RECORDS PROVIDED =
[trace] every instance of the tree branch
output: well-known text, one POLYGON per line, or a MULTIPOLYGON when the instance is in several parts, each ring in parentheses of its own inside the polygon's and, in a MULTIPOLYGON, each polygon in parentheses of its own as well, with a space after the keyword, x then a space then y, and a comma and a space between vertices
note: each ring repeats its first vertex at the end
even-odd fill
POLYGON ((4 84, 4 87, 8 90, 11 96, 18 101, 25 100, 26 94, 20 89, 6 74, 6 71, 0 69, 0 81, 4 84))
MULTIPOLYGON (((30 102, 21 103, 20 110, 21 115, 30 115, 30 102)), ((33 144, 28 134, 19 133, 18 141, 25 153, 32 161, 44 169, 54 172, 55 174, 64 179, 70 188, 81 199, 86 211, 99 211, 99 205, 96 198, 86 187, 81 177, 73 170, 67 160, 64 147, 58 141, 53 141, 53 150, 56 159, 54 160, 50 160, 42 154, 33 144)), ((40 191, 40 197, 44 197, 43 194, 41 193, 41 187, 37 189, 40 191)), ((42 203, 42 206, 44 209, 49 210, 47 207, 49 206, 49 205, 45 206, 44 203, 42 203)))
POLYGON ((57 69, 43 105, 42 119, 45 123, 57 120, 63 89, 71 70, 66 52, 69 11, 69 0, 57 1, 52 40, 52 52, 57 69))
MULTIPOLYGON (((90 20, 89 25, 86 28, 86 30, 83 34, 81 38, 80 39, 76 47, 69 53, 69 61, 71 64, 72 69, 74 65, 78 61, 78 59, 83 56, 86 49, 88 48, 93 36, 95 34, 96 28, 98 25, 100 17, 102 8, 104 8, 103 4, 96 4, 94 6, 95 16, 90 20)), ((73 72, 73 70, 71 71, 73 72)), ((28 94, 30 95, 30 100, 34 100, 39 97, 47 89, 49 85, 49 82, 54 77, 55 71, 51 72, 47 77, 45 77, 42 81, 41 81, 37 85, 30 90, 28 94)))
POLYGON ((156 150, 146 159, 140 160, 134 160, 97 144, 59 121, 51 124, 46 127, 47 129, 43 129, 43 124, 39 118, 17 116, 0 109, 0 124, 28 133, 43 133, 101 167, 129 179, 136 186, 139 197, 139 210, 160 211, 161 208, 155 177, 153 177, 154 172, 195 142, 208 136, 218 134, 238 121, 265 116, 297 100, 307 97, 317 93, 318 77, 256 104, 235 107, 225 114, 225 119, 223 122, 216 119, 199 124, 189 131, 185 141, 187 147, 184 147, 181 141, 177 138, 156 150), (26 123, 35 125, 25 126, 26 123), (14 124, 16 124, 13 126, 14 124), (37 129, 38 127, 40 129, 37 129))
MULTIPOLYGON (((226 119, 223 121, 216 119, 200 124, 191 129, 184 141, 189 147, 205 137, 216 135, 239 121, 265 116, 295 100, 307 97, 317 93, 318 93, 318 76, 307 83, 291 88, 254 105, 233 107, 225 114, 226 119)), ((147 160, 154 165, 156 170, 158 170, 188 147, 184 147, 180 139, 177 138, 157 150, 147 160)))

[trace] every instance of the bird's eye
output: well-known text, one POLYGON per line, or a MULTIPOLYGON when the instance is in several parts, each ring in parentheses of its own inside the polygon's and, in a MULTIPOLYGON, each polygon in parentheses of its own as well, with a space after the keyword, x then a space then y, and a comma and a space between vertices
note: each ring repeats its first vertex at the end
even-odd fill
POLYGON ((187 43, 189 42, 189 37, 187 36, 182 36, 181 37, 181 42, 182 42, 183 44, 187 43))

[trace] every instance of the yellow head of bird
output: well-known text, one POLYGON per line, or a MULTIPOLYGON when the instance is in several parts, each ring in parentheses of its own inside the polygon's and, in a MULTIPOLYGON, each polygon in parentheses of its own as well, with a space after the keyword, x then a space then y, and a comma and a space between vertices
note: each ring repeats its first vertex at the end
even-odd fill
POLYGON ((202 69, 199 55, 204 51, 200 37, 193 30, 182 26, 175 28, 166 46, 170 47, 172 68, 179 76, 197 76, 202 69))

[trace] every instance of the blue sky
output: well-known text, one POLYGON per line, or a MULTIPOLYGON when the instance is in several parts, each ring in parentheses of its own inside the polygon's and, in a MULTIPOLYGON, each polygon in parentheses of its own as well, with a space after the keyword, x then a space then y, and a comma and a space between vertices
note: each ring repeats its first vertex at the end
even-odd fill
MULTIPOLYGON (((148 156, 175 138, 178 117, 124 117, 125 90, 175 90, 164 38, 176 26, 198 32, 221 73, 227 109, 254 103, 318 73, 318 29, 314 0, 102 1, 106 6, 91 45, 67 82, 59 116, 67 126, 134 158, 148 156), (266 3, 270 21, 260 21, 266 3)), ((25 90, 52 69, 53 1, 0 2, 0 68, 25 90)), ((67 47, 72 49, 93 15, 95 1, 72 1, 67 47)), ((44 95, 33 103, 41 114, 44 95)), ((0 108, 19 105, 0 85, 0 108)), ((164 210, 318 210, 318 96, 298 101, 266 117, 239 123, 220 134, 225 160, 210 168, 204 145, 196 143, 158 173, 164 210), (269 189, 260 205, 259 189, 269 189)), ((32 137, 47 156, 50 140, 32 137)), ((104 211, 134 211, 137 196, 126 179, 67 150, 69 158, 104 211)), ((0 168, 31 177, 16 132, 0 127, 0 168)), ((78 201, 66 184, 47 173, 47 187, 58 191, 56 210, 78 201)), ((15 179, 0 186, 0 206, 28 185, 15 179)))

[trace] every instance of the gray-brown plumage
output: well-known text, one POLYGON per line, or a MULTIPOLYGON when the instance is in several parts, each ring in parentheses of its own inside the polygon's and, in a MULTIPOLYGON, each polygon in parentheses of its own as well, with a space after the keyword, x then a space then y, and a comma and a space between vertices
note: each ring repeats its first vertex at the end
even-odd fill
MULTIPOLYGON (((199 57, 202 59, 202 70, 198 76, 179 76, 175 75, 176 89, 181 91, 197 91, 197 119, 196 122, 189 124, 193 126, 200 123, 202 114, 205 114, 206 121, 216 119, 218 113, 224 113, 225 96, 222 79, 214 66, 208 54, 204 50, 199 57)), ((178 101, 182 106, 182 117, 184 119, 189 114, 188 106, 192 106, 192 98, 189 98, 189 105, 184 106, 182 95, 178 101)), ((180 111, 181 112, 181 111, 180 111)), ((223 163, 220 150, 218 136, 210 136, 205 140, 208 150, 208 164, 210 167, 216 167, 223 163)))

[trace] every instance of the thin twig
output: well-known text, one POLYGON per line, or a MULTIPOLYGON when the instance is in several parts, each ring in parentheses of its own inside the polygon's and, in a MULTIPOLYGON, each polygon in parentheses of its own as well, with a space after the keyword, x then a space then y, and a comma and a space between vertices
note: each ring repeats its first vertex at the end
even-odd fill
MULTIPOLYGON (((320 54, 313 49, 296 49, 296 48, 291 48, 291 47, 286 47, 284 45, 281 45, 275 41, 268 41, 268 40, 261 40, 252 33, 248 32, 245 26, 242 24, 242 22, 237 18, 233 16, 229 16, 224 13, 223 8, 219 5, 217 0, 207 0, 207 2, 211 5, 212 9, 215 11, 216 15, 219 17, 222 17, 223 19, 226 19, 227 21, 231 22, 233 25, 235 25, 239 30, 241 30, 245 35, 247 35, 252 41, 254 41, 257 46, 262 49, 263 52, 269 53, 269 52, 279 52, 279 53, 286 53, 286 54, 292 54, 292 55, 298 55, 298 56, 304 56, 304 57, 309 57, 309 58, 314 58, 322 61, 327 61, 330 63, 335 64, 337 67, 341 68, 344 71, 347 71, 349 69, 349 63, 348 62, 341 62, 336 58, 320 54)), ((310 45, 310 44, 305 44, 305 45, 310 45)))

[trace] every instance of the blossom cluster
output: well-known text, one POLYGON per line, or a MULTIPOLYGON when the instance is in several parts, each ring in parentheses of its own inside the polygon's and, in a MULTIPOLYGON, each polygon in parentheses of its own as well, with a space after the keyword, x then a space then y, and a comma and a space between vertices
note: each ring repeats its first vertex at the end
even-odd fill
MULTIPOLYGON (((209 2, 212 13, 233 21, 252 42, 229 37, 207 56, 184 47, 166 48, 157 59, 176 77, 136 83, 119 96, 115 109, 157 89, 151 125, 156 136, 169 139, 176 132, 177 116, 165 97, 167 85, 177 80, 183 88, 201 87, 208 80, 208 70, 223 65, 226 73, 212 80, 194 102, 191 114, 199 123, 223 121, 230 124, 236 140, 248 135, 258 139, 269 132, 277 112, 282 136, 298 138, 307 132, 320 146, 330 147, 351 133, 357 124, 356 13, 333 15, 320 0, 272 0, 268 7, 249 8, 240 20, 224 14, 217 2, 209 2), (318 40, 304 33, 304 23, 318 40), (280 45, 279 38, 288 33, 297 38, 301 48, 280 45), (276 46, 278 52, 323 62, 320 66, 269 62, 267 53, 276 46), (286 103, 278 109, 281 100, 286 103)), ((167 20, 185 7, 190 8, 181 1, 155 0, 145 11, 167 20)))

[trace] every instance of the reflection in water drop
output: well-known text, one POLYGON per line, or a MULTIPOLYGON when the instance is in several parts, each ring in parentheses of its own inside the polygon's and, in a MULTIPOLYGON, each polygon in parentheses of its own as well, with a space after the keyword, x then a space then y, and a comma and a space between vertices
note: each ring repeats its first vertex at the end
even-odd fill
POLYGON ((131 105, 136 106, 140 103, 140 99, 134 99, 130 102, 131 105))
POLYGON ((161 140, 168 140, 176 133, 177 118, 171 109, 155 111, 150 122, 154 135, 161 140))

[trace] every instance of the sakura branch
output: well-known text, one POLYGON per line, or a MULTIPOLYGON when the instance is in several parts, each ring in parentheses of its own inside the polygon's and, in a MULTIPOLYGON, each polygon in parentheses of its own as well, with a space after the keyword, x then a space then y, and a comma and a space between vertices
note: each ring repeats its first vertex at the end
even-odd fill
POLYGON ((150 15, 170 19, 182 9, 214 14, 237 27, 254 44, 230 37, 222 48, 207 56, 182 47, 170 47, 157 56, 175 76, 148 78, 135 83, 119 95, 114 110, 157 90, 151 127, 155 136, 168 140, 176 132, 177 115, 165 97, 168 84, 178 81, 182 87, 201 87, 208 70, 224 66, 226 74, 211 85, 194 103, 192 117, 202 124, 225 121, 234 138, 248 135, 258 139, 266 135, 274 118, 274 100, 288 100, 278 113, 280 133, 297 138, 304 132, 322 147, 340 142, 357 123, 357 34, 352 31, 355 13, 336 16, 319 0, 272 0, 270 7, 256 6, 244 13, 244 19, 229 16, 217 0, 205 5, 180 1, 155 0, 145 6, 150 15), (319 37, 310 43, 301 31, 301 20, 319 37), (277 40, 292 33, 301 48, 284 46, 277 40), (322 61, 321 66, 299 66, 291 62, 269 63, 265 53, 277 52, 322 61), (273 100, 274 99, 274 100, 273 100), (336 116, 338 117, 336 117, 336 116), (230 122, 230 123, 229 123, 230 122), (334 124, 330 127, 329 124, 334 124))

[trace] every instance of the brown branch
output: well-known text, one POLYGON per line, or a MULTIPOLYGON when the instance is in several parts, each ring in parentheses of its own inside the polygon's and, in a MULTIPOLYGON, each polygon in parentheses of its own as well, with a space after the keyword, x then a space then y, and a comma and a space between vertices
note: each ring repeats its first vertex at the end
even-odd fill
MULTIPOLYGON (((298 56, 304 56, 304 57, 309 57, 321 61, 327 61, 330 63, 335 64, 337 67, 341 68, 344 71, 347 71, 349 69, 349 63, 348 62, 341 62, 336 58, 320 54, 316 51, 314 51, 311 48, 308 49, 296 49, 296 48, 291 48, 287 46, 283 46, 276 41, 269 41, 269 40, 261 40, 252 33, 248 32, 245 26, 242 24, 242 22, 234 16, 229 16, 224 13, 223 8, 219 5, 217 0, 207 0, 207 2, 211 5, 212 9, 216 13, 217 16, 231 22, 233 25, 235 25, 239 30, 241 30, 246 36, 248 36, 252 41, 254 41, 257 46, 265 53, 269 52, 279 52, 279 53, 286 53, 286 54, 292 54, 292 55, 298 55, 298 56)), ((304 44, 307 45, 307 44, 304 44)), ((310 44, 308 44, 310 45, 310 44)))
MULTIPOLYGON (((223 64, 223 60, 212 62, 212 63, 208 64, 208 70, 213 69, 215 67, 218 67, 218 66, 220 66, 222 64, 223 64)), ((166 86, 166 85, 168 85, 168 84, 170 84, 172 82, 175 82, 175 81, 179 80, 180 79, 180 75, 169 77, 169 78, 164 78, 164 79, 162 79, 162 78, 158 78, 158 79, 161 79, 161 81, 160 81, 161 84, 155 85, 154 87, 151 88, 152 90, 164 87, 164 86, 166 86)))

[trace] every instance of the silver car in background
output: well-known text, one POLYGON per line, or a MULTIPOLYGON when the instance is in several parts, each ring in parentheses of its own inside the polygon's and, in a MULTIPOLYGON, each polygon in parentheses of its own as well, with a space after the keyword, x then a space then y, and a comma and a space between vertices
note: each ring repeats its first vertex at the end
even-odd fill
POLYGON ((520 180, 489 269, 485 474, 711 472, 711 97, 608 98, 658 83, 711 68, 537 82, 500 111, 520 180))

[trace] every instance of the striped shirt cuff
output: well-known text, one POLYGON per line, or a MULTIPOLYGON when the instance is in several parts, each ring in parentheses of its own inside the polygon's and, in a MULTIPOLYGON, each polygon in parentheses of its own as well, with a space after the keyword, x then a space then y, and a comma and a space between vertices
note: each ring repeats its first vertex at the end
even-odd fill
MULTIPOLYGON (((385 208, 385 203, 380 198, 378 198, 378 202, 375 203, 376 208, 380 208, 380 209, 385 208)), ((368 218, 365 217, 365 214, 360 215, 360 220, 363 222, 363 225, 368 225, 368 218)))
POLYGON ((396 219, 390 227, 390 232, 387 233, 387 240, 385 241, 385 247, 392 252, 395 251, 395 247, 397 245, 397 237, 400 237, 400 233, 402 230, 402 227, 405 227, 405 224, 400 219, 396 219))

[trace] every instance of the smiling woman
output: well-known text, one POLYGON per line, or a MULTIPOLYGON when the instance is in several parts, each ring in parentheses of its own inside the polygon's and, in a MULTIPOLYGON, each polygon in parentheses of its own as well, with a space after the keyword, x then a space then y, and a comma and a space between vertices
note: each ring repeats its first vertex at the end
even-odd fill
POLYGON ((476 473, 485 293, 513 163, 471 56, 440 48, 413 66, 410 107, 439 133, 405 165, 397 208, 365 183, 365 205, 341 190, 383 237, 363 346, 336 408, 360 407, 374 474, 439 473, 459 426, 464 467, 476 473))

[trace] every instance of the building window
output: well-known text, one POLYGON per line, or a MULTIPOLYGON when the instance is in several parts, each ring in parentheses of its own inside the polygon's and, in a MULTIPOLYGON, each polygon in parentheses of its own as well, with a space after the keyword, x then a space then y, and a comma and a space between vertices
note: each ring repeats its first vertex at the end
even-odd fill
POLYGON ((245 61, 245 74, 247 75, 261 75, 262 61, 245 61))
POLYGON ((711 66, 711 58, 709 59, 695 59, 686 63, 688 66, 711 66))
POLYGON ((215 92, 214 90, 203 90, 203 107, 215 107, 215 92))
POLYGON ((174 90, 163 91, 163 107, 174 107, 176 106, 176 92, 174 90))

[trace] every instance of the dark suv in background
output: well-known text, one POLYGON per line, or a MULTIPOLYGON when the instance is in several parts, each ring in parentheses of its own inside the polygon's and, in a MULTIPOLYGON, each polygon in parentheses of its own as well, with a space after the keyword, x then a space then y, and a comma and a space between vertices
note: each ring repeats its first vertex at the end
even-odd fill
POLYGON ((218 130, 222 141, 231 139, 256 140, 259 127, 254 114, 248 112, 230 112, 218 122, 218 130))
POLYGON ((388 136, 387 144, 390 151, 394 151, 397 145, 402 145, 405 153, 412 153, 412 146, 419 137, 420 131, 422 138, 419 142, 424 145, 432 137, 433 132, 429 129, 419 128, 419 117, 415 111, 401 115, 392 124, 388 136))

WHAT THE EXERCISE ASKS = Please copy out, word for word, the rows starting with the one containing "[trace] every instance of the dark" and continuing through the final row above.

SOLVED EXERCISE =
[trace] every instance of the dark suv in background
output: well-known text, one POLYGON per line, or a MULTIPOLYGON when the instance is in several parts, each ring in parentheses of its own inside the polygon's and, in a MULTIPOLYGON, each polygon in parentheses of its own as well, with a space after the keyword, x then a space then y, and a comma and a space between vertices
note: each ring repeats its first vertex at the end
even-odd fill
POLYGON ((218 130, 222 141, 231 139, 256 140, 259 127, 254 114, 248 112, 230 112, 218 122, 218 130))
POLYGON ((388 136, 387 144, 390 151, 394 151, 397 145, 402 145, 405 153, 412 153, 412 146, 419 137, 420 131, 422 138, 419 142, 424 145, 432 137, 433 132, 429 129, 419 128, 419 117, 415 111, 401 115, 392 124, 388 136))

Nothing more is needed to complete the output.